Artículo
========================

EL PAÍS

La rutina de la derrota

Por muchos años se habló del milagro peruano como un halago a su fortaleza económica, cuando lo auténticamente milagroso es que la democracia peruana haya sobrevivido. Y aunque existe una guerra por dominar la narrativa de la génesis de este nuevo episodio de la crisis peruana que empezó con el fallido autogolpe de Pedro Castillo; lo cierto es que estamos asistiendo a la metástasis de una sociedad disfuncional, con un régimen híbrido –como lo ha destacado esta semana la Unidad de Inteligencia de The Economist–, que desde hace muchos años no dialoga, sino que persigue al opositor. Más que dos bloques polarizados y populares, la sociedad peruana es una galaxia de liderazgos insignificantes, un amasijo que contiene tantos caleidoscopios como ambiciones políticas individuales, una sociedad que ha perdido la capacidad no sólo de llegar a consensos, sino que persigue y proscribe el consenso. Somos la antítesis de las utopías consensualistas, pero tampoco estamos tan lejanos del estado de guerra hobbessiano que convive con la justicia de mano propia, como lo demuestran las escenas de un gobernador regional en Puerto Maldonado, disparando con su fusil a los manifestantes que arrojaban piedras contra su vivienda.

Mi primera columna en se tituló “Perú, una derrota segura”. Se escribió tras la segunda vuelta del 2021, cuando sobrevivimos a unas elecciones infernales, donde los mandones de turno pidieron asumir lealtades desenfrenadas y se cargaron los pocos espacios de reflexión que existían. No había materia prima para el optimismo, ni Pedro Castillo ni Keiko Fujimori eran candidatos que habían conseguido asegurarse la simpatía de las grandes mayorías. Fuimos a las urnas con las entrañas y nada bueno sale de elegir con el ceño fruncido y las arcadas contenidas. Porque, eso es lo que hemos hecho desde el 2001, cuando recobramos la democracia secuestrada por Alberto Fujimori, elegir con la arcada contenida.

========================

Entradas originales

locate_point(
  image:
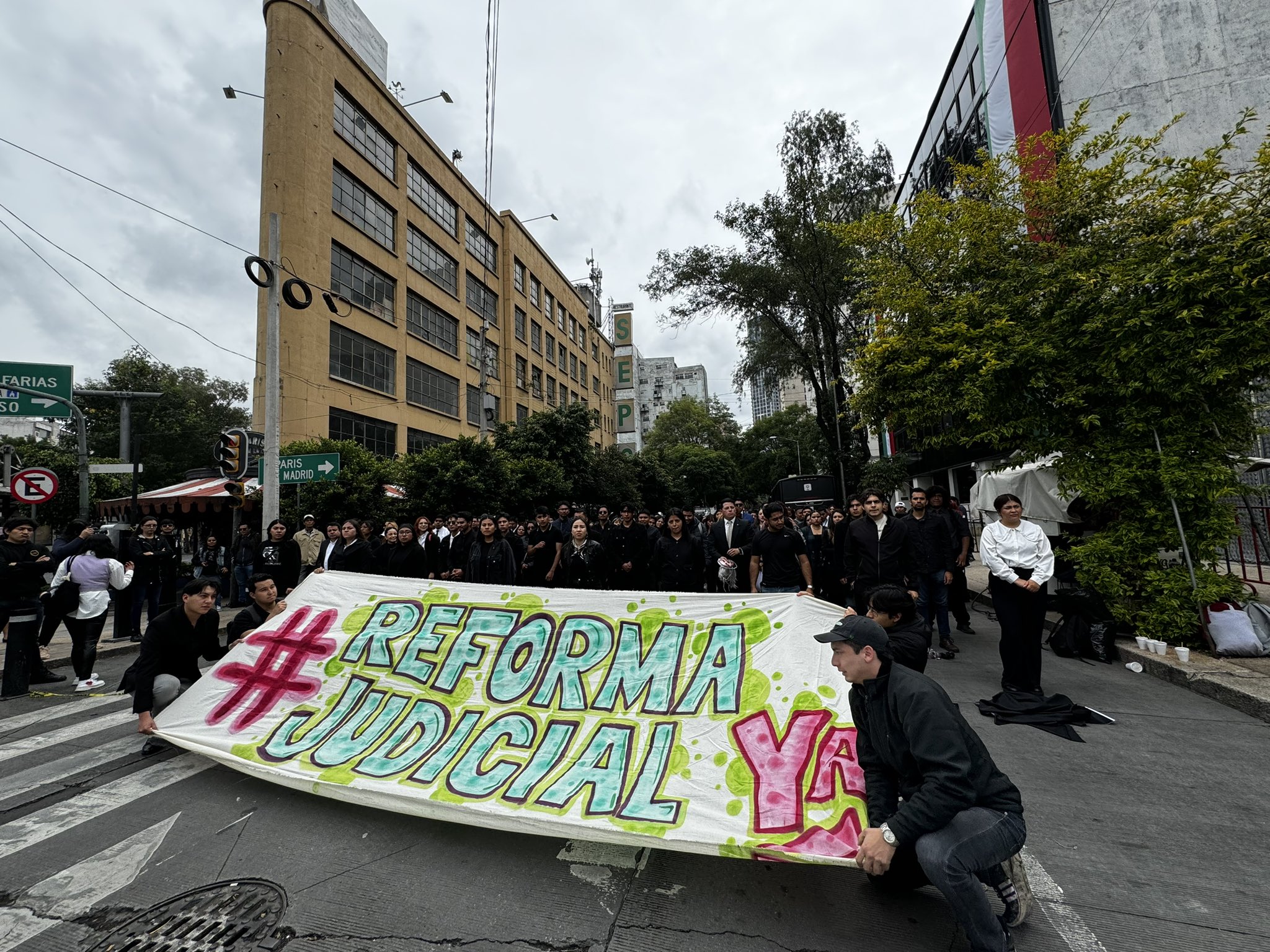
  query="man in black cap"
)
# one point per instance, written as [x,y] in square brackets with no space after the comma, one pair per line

========================

Ejercicios
A – Cita del artículo el pasaje que empieza en las palabras "Mi primera columna" y termina después de "la arcada contenida.".
B – Indica si cada afirmación coincide con el artículo y responde sí o no, citando textualmente las palabras que lo deciden: (i) Keiko Fujimori había conseguido asegurarse la simpatía de las grandes mayorías. (ii) La democracia se recobró en el 2001. (iii) La sociedad peruana se describe como dos bloques polarizados.

Respuestas
A –
Mi primera columna en se tituló “Perú, una derrota segura”. Se escribió tras la segunda vuelta del 2021, cuando sobrevivimos a unas elecciones infernales, donde los mandones de turno pidieron asumir lealtades desenfrenadas y se cargaron los pocos espacios de reflexión que existían. No había materia prima para el optimismo, ni Pedro Castillo ni Keiko Fujimori eran candidatos que habían conseguido asegurarse la simpatía de las grandes mayorías. Fuimos a las urnas con las entrañas y nada bueno sale de elegir con el ceño fruncido y las arcadas contenidas. Porque, eso es lo que hemos hecho desde el 2001, cuando recobramos la democracia secuestrada por Alberto Fujimori, elegir con la arcada contenida.

B –
(i) No: «ni Pedro Castillo ni Keiko Fujimori eran candidatos que habían conseguido asegurarse la simpatía de las grandes mayorías».
(ii) Sí: «desde el 2001, cuando recobramos la democracia secuestrada por Alberto Fujimori».
(iii) No: «Más que dos bloques polarizados y populares, la sociedad peruana es una galaxia de liderazgos insignificantes».